Set exercise: Copy the records starting at the line containing "Target: black pendant cord" and ending at the last line of the records, changing every "white" to "ivory" and leaving everything else the same.

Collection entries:

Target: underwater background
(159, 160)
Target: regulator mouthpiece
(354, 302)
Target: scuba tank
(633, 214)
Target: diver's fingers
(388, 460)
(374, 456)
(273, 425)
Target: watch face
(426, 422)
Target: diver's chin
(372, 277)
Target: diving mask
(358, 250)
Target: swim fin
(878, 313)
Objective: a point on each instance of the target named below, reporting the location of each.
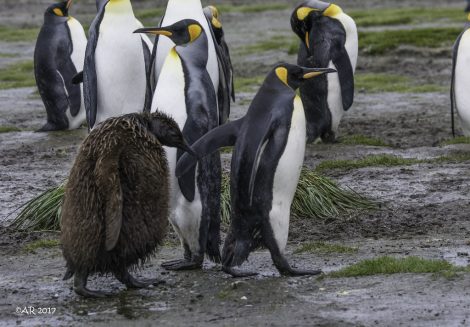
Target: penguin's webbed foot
(182, 264)
(238, 273)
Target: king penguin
(185, 91)
(58, 55)
(269, 146)
(328, 39)
(177, 10)
(117, 64)
(459, 95)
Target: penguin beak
(155, 31)
(314, 72)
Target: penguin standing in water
(266, 163)
(185, 91)
(328, 39)
(117, 64)
(59, 54)
(459, 95)
(177, 10)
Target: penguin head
(294, 75)
(302, 16)
(60, 9)
(181, 33)
(167, 131)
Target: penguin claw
(237, 273)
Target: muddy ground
(425, 210)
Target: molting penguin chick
(269, 145)
(328, 39)
(459, 95)
(185, 91)
(58, 55)
(115, 209)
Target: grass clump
(457, 140)
(16, 75)
(42, 212)
(377, 43)
(358, 139)
(41, 244)
(389, 265)
(325, 248)
(15, 34)
(376, 83)
(8, 129)
(406, 16)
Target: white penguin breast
(169, 97)
(120, 67)
(287, 176)
(462, 81)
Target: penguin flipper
(224, 135)
(109, 185)
(346, 77)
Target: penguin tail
(68, 274)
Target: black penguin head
(166, 130)
(182, 32)
(303, 14)
(294, 75)
(60, 9)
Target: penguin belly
(335, 100)
(462, 83)
(79, 41)
(169, 98)
(120, 68)
(287, 175)
(187, 9)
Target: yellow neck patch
(332, 11)
(194, 32)
(281, 73)
(58, 12)
(303, 12)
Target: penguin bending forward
(185, 91)
(459, 95)
(58, 56)
(115, 209)
(328, 39)
(266, 163)
(117, 64)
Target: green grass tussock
(389, 265)
(378, 43)
(325, 248)
(376, 83)
(16, 75)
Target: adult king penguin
(185, 91)
(117, 64)
(266, 163)
(177, 10)
(328, 39)
(459, 95)
(59, 54)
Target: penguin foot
(182, 264)
(238, 273)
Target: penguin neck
(194, 54)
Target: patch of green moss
(17, 75)
(361, 140)
(378, 43)
(8, 129)
(376, 83)
(406, 16)
(388, 265)
(15, 34)
(325, 248)
(41, 244)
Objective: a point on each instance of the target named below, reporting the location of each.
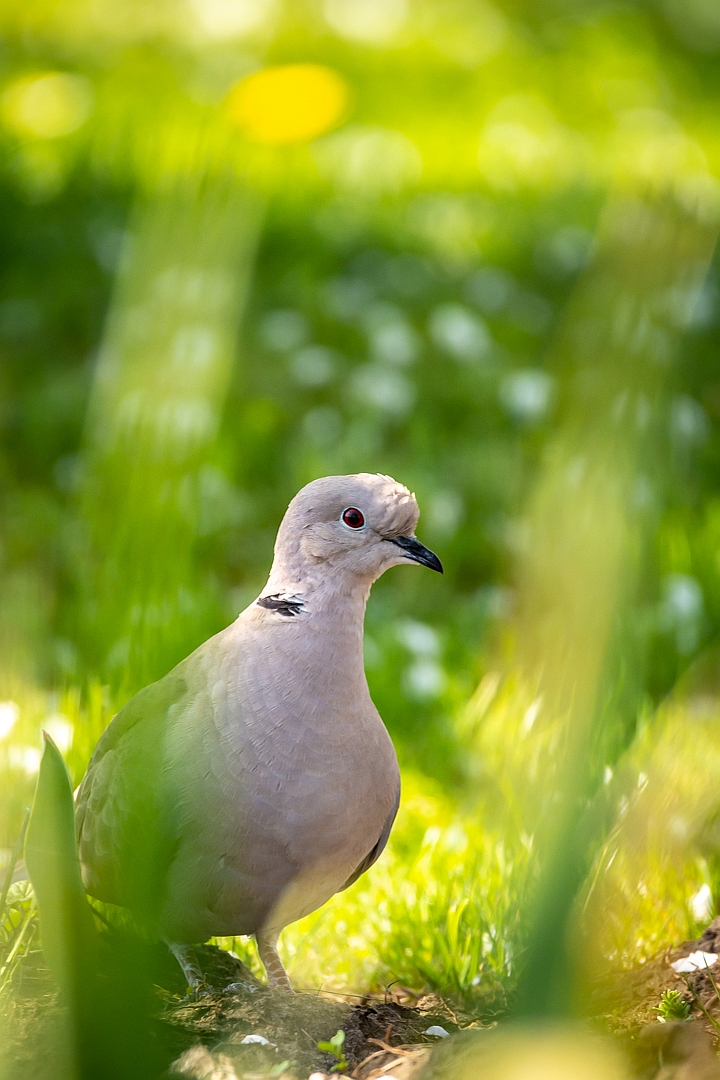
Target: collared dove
(257, 779)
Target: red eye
(353, 517)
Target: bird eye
(353, 517)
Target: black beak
(417, 552)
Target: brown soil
(382, 1034)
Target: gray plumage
(256, 780)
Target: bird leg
(273, 964)
(186, 957)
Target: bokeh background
(245, 244)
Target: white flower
(696, 961)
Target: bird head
(362, 524)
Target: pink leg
(272, 962)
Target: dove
(256, 780)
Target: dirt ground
(238, 1029)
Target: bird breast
(298, 758)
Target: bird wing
(126, 827)
(377, 850)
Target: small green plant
(673, 1006)
(335, 1048)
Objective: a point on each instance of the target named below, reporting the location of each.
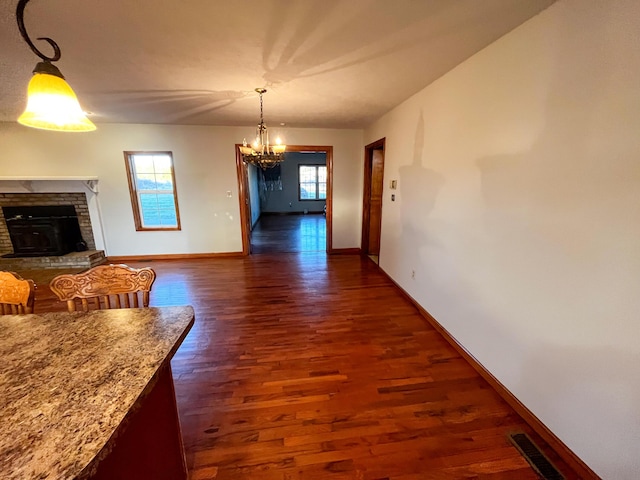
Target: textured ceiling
(325, 63)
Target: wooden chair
(105, 287)
(16, 294)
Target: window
(312, 182)
(153, 190)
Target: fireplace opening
(48, 230)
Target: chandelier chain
(23, 31)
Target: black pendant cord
(23, 31)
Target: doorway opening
(287, 208)
(372, 199)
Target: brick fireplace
(78, 200)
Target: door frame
(243, 193)
(366, 193)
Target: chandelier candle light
(51, 103)
(260, 153)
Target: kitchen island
(90, 395)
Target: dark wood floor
(289, 233)
(304, 366)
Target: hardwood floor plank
(304, 366)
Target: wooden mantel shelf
(39, 178)
(91, 182)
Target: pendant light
(260, 153)
(51, 103)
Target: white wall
(518, 207)
(205, 169)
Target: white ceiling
(325, 63)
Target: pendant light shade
(51, 103)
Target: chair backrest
(16, 294)
(104, 287)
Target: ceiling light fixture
(51, 103)
(260, 153)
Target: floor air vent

The solution:
Target: black pendant cord
(23, 31)
Target: doorway opening
(287, 208)
(372, 199)
Target: brick fireplace
(78, 200)
Target: door frame
(243, 193)
(366, 193)
Target: chandelier candle light
(51, 103)
(260, 153)
Target: kitchen island
(90, 395)
Target: dark wood floor
(289, 233)
(304, 366)
Target: hardwood floor plank
(304, 366)
Target: wooden mantel shelf
(39, 178)
(91, 182)
Target: pendant light
(260, 153)
(51, 103)
Target: ivory wall
(518, 207)
(205, 169)
Target: ivory ceiling
(325, 63)
Target: pendant light shade
(51, 103)
Target: chair backrest
(16, 294)
(104, 287)
Target: ceiling light fixture
(51, 103)
(260, 153)
Target: floor air vent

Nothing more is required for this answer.